EXERCISE REQUIREMENTS: From the first line of the data below through the line holding "Target = car shadow", write out each line exactly as it stands.

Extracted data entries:
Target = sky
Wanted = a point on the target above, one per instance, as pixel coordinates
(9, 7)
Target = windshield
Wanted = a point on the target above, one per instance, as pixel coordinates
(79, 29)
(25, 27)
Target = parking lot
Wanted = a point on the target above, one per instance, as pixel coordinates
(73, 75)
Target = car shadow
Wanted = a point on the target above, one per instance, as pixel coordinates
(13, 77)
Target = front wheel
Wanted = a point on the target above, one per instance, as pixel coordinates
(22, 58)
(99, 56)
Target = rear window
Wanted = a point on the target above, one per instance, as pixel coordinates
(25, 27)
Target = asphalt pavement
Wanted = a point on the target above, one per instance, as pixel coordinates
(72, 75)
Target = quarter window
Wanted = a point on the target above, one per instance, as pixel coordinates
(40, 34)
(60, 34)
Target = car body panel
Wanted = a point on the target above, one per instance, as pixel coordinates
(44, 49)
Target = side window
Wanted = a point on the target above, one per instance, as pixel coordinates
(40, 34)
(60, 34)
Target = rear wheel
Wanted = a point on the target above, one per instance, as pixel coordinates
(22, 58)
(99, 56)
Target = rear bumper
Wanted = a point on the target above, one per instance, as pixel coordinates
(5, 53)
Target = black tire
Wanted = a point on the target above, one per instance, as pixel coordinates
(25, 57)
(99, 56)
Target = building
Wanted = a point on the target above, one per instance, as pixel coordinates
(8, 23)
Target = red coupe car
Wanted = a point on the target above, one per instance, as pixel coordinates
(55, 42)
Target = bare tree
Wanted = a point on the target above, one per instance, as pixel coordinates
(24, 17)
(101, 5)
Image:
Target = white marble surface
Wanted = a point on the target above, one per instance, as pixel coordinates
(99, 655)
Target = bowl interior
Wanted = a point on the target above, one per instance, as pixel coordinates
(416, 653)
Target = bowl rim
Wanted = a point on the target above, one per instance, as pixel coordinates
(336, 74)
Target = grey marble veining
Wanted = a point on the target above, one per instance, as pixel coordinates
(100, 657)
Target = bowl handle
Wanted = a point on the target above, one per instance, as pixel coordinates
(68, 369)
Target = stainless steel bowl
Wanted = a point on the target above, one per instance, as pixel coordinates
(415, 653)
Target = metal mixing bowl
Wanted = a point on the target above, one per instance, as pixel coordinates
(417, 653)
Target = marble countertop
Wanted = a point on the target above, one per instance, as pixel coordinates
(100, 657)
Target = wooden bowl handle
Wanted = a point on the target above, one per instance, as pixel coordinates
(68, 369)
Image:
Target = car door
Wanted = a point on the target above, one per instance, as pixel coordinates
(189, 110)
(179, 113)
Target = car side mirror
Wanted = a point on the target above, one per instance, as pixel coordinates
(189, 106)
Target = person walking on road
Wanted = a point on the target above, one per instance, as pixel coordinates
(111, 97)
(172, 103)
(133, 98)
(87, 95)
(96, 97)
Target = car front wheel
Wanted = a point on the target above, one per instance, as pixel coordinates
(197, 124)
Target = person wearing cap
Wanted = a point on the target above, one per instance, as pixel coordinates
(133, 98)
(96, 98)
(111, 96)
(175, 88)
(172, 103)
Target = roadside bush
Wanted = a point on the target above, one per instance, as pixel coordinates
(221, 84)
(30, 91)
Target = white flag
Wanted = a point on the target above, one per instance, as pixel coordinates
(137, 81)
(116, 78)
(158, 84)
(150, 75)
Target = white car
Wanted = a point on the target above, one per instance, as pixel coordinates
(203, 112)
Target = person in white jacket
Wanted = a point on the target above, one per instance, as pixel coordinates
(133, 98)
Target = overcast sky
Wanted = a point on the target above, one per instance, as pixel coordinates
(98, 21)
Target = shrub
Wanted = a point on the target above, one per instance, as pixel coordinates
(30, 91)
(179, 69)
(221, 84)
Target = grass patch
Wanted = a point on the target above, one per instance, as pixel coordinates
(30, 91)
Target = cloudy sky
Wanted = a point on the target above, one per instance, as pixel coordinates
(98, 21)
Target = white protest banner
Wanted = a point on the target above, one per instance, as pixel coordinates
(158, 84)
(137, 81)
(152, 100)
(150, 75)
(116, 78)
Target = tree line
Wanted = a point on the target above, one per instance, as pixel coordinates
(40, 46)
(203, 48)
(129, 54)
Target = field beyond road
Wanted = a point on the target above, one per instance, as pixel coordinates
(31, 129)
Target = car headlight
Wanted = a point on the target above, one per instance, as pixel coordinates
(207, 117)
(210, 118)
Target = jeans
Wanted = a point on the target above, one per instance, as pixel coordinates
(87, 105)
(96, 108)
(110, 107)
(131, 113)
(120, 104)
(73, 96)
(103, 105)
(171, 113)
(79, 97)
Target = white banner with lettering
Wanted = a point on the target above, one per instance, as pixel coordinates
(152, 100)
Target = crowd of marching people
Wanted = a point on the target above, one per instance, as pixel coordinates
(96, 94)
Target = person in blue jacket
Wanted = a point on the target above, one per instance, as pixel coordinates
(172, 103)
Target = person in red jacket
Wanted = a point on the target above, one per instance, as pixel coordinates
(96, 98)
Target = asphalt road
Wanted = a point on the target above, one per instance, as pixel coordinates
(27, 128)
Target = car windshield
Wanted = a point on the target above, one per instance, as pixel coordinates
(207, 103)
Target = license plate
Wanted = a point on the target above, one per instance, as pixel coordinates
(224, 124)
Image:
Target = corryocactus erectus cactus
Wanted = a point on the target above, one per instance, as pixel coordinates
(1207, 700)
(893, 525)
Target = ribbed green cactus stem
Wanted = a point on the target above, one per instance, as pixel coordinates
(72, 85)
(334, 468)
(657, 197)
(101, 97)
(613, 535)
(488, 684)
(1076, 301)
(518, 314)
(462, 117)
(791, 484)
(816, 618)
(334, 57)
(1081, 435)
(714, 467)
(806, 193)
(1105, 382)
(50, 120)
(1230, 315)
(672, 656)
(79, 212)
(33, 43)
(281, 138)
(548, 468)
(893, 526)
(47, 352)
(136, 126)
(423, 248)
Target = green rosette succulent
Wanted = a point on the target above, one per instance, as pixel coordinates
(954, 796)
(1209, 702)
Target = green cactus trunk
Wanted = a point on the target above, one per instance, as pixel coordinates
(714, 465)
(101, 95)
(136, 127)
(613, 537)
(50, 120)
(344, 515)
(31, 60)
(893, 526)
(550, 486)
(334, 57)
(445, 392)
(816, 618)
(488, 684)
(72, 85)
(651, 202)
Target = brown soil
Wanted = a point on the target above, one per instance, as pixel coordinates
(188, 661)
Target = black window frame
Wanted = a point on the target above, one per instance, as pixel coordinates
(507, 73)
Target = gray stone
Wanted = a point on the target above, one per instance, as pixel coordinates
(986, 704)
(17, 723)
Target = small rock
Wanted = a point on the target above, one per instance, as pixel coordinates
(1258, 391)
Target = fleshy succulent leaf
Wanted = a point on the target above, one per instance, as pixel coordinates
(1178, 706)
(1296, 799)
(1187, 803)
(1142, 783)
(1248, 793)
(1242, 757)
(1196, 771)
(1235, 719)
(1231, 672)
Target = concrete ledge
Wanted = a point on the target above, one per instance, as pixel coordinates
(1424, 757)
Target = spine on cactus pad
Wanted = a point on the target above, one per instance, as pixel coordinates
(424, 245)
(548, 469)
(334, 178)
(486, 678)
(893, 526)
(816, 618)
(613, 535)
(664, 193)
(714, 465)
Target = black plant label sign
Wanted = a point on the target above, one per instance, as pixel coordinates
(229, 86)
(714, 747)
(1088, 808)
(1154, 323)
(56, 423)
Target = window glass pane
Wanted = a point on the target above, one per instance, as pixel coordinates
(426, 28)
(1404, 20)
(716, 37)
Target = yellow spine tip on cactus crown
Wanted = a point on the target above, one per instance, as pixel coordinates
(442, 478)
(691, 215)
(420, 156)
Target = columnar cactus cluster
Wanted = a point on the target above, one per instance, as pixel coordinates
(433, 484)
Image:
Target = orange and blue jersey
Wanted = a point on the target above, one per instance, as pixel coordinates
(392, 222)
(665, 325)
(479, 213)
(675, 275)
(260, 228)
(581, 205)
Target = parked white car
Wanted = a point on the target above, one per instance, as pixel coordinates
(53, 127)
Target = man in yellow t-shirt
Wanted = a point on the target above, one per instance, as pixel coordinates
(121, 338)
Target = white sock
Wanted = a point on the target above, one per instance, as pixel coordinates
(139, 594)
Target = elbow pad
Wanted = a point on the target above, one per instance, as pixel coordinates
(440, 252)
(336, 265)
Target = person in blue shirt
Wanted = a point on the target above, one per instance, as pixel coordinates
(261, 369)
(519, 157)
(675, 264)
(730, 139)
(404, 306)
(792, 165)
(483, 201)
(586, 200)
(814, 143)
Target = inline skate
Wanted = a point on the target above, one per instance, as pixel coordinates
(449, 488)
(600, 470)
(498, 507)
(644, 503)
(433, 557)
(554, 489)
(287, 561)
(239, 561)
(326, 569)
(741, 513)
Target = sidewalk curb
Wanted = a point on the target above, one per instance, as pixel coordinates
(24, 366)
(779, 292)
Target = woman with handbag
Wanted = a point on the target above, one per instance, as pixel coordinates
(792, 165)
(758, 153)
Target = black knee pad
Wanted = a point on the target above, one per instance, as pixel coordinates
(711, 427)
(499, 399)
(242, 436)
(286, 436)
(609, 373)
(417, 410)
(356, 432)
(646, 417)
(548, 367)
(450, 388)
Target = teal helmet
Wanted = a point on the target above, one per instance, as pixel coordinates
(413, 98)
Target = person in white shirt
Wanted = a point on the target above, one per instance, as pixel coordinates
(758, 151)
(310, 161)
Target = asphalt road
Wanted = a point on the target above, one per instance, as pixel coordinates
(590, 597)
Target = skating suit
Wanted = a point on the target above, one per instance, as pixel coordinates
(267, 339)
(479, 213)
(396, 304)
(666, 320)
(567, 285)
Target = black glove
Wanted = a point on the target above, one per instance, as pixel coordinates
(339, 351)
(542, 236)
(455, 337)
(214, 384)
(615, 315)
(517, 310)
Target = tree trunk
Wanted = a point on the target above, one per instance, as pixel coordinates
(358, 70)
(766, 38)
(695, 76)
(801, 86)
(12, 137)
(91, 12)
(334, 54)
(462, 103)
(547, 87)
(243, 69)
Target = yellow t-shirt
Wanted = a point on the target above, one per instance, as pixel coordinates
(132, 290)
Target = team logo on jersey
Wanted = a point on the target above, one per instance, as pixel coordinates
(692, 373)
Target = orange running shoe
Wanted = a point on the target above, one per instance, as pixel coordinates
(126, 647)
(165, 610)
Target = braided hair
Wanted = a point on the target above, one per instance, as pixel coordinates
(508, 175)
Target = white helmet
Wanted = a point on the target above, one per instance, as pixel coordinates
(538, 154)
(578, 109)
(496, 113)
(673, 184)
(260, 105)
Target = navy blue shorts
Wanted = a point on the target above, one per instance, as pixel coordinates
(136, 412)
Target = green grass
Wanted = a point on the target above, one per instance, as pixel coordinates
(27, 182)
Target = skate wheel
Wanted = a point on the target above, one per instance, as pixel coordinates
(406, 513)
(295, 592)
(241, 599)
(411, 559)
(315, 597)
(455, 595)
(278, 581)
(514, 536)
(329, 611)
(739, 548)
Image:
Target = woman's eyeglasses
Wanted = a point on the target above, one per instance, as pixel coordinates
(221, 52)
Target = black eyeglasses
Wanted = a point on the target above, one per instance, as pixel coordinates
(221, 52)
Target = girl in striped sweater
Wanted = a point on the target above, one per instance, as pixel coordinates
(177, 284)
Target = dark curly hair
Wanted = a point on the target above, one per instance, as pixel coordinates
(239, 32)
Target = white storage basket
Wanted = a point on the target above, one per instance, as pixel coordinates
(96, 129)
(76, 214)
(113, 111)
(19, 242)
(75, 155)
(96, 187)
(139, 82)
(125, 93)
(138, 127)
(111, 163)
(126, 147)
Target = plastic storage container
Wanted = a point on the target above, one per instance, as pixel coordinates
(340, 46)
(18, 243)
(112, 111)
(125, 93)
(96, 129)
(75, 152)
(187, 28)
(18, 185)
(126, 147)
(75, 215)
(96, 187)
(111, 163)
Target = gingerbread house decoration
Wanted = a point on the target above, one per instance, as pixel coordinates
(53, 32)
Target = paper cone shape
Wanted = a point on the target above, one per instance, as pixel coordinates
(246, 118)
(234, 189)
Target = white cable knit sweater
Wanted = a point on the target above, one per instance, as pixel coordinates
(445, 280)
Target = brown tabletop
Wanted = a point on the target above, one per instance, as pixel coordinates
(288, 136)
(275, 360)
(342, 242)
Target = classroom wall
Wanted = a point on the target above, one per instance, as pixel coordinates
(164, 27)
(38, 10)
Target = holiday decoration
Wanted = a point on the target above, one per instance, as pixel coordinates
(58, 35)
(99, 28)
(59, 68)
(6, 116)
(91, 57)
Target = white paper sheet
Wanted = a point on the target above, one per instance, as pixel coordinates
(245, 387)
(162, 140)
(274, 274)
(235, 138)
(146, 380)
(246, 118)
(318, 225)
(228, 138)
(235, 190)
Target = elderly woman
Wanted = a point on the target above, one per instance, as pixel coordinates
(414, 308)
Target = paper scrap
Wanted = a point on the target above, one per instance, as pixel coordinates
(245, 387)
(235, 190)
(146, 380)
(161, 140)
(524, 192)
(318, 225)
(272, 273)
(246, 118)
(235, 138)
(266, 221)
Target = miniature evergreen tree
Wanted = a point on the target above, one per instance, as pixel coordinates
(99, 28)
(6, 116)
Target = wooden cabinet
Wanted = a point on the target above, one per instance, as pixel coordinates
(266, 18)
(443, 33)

ANSWER BELOW:
Target = sky
Wanted = a point on the target above, one per instance, as pixel coordinates
(9, 7)
Target = windshield
Wanted = a point on the target above, one per instance, as pixel coordinates
(79, 29)
(25, 27)
Target = parking lot
Wanted = a point on the target above, one per instance, as pixel coordinates
(73, 75)
Target = car shadow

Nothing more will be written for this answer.